Article
VOGONS


Reply 340 of 1037, by CoffeeOne

User metadata
Rank Oldbie
Rank
Oldbie
red-ray wrote on 2020-02-23, 17:46:
Which section was being processed when SIV64X.exe crashed out? […]
Show full quote
CoffeeOne wrote on 2020-02-23, 17:08:

The program terminated (but no windows lock-up) also when I un-selected only [smb-bus] from save local.
So for the save-local I unselected all 3 smb entries (see above)

Which section was being processed when SIV64X.exe crashed out?

It looks to be device [ 1_69 ] that triggered the lockup and the attached SIV64X 5.47 DL580-01 should skip it. I feel it's a good idea to do siv64x -dbgsmb -save=[smb-bus]=SIV_DBGOUT.txt > SIV_DBGOUT.log | more again in case there is a 2nd rouge device. If that runs OK then please go for the full Save Local.

Goals
A: In the forum post, switch "terminated" to "shut down" and write out the passage starting with "Reply 340 of" and going on through "from save local.".
B: Which device does the forum post say looks to have triggered the lockup?
C: Extend the forum post about the SIV64X crash from where it stops.

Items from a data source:

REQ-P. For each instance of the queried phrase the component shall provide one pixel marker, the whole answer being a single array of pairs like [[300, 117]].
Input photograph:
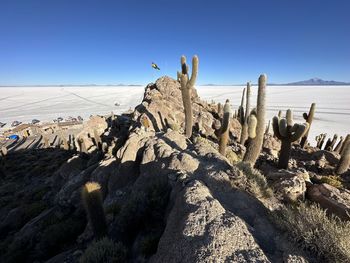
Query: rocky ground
[[167, 198]]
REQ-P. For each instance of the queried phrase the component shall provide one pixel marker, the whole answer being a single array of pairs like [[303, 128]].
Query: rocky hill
[[138, 190]]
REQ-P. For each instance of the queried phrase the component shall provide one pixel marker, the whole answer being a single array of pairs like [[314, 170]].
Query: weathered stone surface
[[199, 229], [334, 200], [290, 185]]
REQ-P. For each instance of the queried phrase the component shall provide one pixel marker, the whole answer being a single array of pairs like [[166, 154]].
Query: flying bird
[[155, 66]]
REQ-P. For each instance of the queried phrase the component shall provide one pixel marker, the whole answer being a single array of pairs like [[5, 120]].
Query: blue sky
[[102, 42]]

Per-task answers
A:
Reply 340 of 1037, by CoffeeOne

User metadata
Rank Oldbie
Rank
Oldbie
red-ray wrote on 2020-02-23, 17:46:
Which section was being processed when SIV64X.exe crashed out? […]
Show full quote
CoffeeOne wrote on 2020-02-23, 17:08:

The program shut down (but no windows lock-up) also when I un-selected only [smb-bus] from save local.

B: Device [ 1_69 ].

C:
Looking at the save file SIV did quite well as it read 32 lots of SPD data and the 4 Xeon PIRs via the systems 5 SMBuses, it has 1 x PCH + 4 x IMC. Once we get [SMB Bus] working it will be interesting to see if there are any SMBus multiplexors.

Hello again,
I created the save file, extra for smbus-setup, smbbus-system and smb-bus and there was no crash.
Strange and frightening.
so there should be 6 files in this zip file.

Attachments

  • Filename
    SIV64X-smbbus.zip
    File size
    168.2 KiB
    Downloads
    45 downloads
    File license
    Fair use/fair dealing exception

Reply 341 of 1037, by red-ray

User metadata
Rank Oldbie
Rank
Oldbie
CoffeeOne wrote on 2020-02-23, 21:08:

Strange and frightening.

Thank you for all your testing and I suspect there is an SMBus device that causes the issue intermittently. Now I have SIV_HP_DL580_G7-smb-bus.txt I can see what all the devices are so will plan to add some more exclusions. On a positive note I spotted:

[ 1_70 ] PCA9544A (NXP) 10 249 0024 00 05 .. 01 02 03 04 05 06 07 .. 01 02 03 04 05 06

This is an SMBus mux so once things have settled down I will add support for this which with luck should allow all 64 sets of SPD to be read 😀.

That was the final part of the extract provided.